WORK TO BE COMPLETED
Please repeat all of the records, keeping every word unchanged.

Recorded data
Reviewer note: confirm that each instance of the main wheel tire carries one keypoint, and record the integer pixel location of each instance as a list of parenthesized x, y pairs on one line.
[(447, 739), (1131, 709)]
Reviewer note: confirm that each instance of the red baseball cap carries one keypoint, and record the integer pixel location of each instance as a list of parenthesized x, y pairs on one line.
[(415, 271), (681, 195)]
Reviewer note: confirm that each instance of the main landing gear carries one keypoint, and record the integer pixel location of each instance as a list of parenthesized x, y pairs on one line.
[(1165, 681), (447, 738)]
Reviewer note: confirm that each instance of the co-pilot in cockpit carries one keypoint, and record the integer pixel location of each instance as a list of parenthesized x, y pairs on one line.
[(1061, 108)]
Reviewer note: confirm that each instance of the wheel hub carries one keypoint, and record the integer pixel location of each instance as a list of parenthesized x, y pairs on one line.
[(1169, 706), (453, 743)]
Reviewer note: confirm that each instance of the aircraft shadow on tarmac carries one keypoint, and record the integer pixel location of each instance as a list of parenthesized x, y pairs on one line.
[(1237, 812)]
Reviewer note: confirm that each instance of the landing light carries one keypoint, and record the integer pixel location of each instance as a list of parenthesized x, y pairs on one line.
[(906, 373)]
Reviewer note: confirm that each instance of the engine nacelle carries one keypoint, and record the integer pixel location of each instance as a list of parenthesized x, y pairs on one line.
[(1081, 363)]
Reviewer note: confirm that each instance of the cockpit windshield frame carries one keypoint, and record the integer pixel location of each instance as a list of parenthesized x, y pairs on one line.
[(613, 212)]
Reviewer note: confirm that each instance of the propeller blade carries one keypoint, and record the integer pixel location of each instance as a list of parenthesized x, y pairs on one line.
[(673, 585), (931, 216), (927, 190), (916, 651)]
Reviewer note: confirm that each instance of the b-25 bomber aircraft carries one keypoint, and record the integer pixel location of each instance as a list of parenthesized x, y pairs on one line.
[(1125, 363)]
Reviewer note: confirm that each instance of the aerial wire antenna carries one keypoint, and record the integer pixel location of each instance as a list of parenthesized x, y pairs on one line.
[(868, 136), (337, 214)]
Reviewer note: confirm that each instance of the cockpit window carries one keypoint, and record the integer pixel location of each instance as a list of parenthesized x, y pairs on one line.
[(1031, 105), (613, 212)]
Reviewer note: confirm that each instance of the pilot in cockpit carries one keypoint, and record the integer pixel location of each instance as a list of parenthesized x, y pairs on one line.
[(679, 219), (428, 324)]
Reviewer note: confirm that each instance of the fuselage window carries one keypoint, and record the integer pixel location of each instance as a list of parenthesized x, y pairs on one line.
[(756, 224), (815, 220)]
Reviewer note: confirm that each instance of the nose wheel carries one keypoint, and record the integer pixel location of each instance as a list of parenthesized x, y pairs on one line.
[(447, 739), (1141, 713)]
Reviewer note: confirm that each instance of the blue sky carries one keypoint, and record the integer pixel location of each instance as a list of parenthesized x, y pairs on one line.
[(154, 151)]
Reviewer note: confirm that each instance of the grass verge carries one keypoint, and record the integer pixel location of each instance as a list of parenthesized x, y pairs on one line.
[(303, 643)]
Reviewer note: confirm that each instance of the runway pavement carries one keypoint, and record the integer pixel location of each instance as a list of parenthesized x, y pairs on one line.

EXERCISE ANSWER
Reviewer note: confirm that each instance of the main wheel tire carries one keypoint, and record the integer pixel location of each instance as a list of parenthesized x, y pairs on one line.
[(447, 739), (1131, 709)]
Reviewer note: confirm that each instance of the red baseball cap carries one keypoint, and record the integer pixel location of each instance as a list of parenthesized x, y pairs on one line.
[(415, 271), (681, 195)]
Reviewer note: confirm that each instance of the main landing gear carries one keypoint, and record the integer pixel location of each instance as a list of parenthesized x, y pairs on one line.
[(1165, 681), (447, 738)]
Reviewer note: confirm that each instance of the co-pilot in cockpit carries one keypoint, and record the integer pixel location of each instance as a list of parenthesized x, y pairs on one line.
[(1061, 108)]
Reviewer note: confirm that each instance of the wheel hub carries one keypoint, and record the integer pixel location of each instance as a list of parenthesized x, y pairs on one line.
[(1169, 706), (453, 743)]
Reviewer note: confirm that each instance of the aircraft shadow on tarmac carries one keypoint, and record the integer pixel location of each instance as a list of parenthesized x, y pairs on one line.
[(1237, 812)]
Reviewer note: confirm that each instance of the landing light carries one keypoint, and record the integer pixel location of each instance as a list of parenthesized x, y pairs on one line.
[(906, 373)]
Reviewer note: confirm that each instance of the engine nacelle carries one keypoint, and record the integer pixel location of each instance as a list of parenthesized x, y pairs on one line.
[(1081, 363)]
Reviewer note: confirm that each instance of the cockpit windshield frame carries one keypoint, and record the integer pixel location of each instance as a list of parenthesized x, y pairs on one line.
[(613, 212)]
Reviewer note: confirm that each instance of the propeller blade carries one keypoint, and record the integer pixel location of each instance as a list of parenthesized x, y pairs on one line.
[(673, 585), (931, 216), (927, 190), (916, 651)]
Reviewer note: confirm that each instance of the b-25 bomber aircraft carries one keypoint, and record the integer pixel location of each instance as a list of parenthesized x, y pairs on one line.
[(1125, 363)]
Reviewer note: confirm that each instance of the aerial wire antenna carries one keypoint, and record the integer pixel location of each instance as a list of parenthesized x, y pairs on one line.
[(868, 136), (337, 214)]
Reviewer note: confirm that each instance of the cockpit window carries one keypoint, and record the integer pixel location of each instance as a list of parenthesized x, y pairs on one line.
[(1031, 105), (613, 212)]
Reviewer note: confirm that each instance of the pilot in cockpit carries one keypoint, and record the integer pixel location of each instance as a list of parenthesized x, y pairs on one line.
[(679, 219), (428, 324)]
Reviewer note: confirm that each instance of the fuselage window carries one keypoint, and record the integer pixel location of each instance as a list of parenthesized x, y pairs on one line.
[(756, 224), (815, 220)]
Reviewer note: confirm that each instance of the nose wheel carries one keypoint, and record the integer pixel location of each instance as a list of parenthesized x, y pairs on one line.
[(447, 739), (1141, 713)]
Reviewer note: confirm that each instance of the blue sky carries one keypoint, and record the integer pixel location of each instance as a list of parenthesized x, y pairs on one line.
[(154, 151)]
Reviewer note: confirm that each instance of the grass verge carries one keypoint, and record the integer pixel location of each instance as a list of parenthesized x, y pairs on one line.
[(303, 643)]
Reviewer note: confirm that each instance of the runway pavement carries one keypoint, and record the integer pixel location of each instance as a list of parenthesized x, y pairs on one line.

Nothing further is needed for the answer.